◆ **DIRECTIVES**
1 – In the text about the song "Get Ready for This," what position did the single reach on the UK Singles Chart?
2 – Summarize the text about the song "Get Ready for This" in two sentences.
3 – Write what comes next in the text about the song "Get Ready for This," starting after its last sentence.

── SELECTED EXTRACT ──

"Get Ready for This" is a song recorded by Belgian/Dutch music group 2 Unlimited. It was released in 1991 as the lead single from their debut album, Get Ready! (1992). Originally, the single was produced as an instrumental, titled the "Orchestral Mix". It became a hit and conscious of their popularity, Wilde & De Coster wanted a more accessible, formatted formula for their project to grow. Ray was then asked to write lyrics and add a rap to the track. On Ray Slijngaard's suggestion, Anita Doth joined as the female vocalist.

The single was an immediate success throughout Europe with notable peaks worldwide, including Australia and the US. It is arguably the most famous of the band's singles in the United States having charted at number 14 on the US Billboard Hot Dance Club Play chart, number 17 on the Billboard Top 40 Mainstream and number 38 on the Billboard Hot 100, making it the band's only top-40 hit in the US. In the UK, the single went to number two on the UK Singles Chart.

The song is one of the most frequently played songs at sporting events around the world. It earned one of BMI's Pop Awards of 1996, honoring the songwriters, composers and music publishers of the song. In 2010, Pitchfork included it in their list of "Ten Actually Good 90s Jock Jams".

Background
In 1990, producers Phil Wilde and Jean-Paul de Coster had previously gained success with AB Logic, and were looking for another vehicle for their songs. 2 Unlimited formed when Wilde and DeCoster were introduced to rapper Ray Slijngaard and vocalist Anita Doth by Marvin D., who had featured both in his rap group in the past.

The rap version was released with raps by Ray Slijngaard and vocals by Anita Doth. For the UK release of the single, an edit of the original "Orchestral Mix" was used, without vocals except for the line "Y'all ready for this?" This was sampled from The D.O.C.'s hit single "It's Funky Enough." This edit was done by record producer Pete Waterman, who owned the record label 2 Unlimited were licensed to for UK releases.

───
── INFORMATION SHOWN ──

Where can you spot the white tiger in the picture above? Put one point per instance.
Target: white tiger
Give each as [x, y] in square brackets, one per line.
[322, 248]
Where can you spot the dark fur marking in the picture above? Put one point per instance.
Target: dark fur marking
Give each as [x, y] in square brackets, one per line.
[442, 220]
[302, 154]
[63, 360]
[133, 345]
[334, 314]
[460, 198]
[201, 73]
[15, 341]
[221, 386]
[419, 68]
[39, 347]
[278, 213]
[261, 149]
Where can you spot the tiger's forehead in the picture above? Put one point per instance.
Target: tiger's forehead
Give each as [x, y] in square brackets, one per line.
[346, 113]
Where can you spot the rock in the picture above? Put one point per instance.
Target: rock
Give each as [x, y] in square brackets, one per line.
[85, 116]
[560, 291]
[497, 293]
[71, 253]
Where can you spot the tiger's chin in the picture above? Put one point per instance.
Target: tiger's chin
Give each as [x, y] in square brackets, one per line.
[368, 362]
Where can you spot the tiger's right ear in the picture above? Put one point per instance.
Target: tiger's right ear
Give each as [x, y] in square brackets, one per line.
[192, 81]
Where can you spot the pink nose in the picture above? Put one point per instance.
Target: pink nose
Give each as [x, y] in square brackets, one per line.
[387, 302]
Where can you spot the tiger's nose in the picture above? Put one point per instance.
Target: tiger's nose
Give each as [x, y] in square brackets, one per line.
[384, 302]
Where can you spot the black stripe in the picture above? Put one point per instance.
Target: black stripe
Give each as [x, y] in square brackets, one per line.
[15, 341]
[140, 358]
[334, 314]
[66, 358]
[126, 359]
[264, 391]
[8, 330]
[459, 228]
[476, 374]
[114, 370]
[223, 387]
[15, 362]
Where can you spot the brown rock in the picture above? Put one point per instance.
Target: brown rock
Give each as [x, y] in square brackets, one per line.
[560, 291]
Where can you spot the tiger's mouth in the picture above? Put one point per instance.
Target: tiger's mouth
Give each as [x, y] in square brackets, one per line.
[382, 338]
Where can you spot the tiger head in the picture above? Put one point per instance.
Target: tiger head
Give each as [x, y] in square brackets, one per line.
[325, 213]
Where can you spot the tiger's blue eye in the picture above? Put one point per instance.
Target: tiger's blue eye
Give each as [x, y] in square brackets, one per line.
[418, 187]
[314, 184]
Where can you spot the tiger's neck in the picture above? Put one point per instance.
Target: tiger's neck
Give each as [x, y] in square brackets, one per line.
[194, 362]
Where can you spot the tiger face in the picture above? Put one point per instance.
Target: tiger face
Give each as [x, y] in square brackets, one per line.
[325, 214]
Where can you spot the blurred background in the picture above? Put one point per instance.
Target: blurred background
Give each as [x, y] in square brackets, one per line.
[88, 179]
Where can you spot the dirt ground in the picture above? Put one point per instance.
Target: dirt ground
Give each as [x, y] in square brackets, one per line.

───

◆ **RESPONSES BY TASK**
1 – Number two.

2 – "Get Ready for This" by 2 Unlimited was released in 1991 as an instrumental and then reworked with a rap by Ray Slijngaard and vocals by Anita Doth, becoming the lead single from the debut album Get Ready!. It was an immediate success across Europe, reached number two in the UK and number 38 on the Billboard Hot 100, and is one of the songs most often played at sporting events.

3 –
Critical reception
Larry Flick from Billboard wrote, "Spirited and melodic techno/houser reaches these shores after massive pop and club success in the U.K. Although it has yet to be confirmed, rumor has it that famed hi-NRG producers Mike Stock and Pete Waterman are the creative force behind this peak-hour treat. Look for jocks to devour this one heartily." Carolyn Chard from The Canberra Times described the song a "mammoth rave hit". She added further, "An instantly recognisable, hands-in-the-air track it belongs to the same Belgium-Dutch school of techno house that produced Quadrophonia, T99 and Technotronic." Andy Kastanas from The Charlotte Observer stated that "the raving keyboards and hypnotic dance beat make for a super dance record."

Chart performance
"Get Ready for This" was successful on the charts on several continents. In Europe, it peaked within the top 10 in Belgium, Ireland, the Netherlands, Spain (number two) and the United Kingdom, as well as on the Eurochart Hot 100, where it made it to number four. In the UK, the single reached also number two in its fourth week at the UK Singles Chart, on October 20, 1991. It spent a total of two weeks at that position. Additionally, "Get Ready for This" climbed into the top 30 in Finland and the top 40 in Sweden. Outside Europe, it peaked at number two in Australia, number five in Zimbabwe, number six on the RPM Dance/Urban chart in Canada, number 14 on the Billboard Hot Dance Club Play chart and number 38 on the Billboard Hot 100.

Track listing

 7", Byte Records / BYTE 7006 (Benelux)
A: "Get Ready for This (Rap Version)" – 3:42
B: "Get Ready for This (Instrumental)" – 3:42

 7", PWL Continental / PWL 206 (UK)
A: "Get Ready for This (Orchestral Edit)" – 2:53
B: "Get Ready for This (800 Edit)" – 3:30

 12", PWL Continental / PWLT 206 (UK)
A: "Get Ready for This (Orchestral Edit)" – 5:31
B: "Get Ready for This (800 Edit)" – 5:14

 12", ZYX Records / ZYX 6599-12 (Germany)
A: "Get Ready for This (Orchestral Mix)" – 5:26
B: "Get Ready for This (Rap Version)" – 5:54
BB: "Get Ready for This (Wilde Mix)" – 5:57

 12", Hot Productions / HAL 12256 (US)
A: "Get Ready for This (Orchestral Edit)" – 5:31
B: "Get Ready for This (800 Edit)" – 5:14
BB: "Pacific Walk" – 3:05

 The Remixes 12", Hot Productions / HAL 12261 (US)
A: "Get Ready for This (Orchestral Mix)" – 5:26
AA: "Get Ready for This (Rap Version)" – 5:54
B: "Get Ready for This (Wilde Mix)" – 5:57
BB: "Get Ready for This (Rio & Le Jean Mix)" – 3:08

 CD, Byte Records / BYTE 5006 (Benelux)
"Get Ready for This" (Rap Version) – 5:53
"Get Ready for This" (Orchestral Mix) – 5:31
"Get Ready for This" (Wilde Mix) – 5:55
"Get Ready for This" (Rio & Le Jean Mix) – 3:06
"Get Ready for This" (Rapversion Edit) – 3:42

 CD, PWL Continental / PWCD 206 (UK)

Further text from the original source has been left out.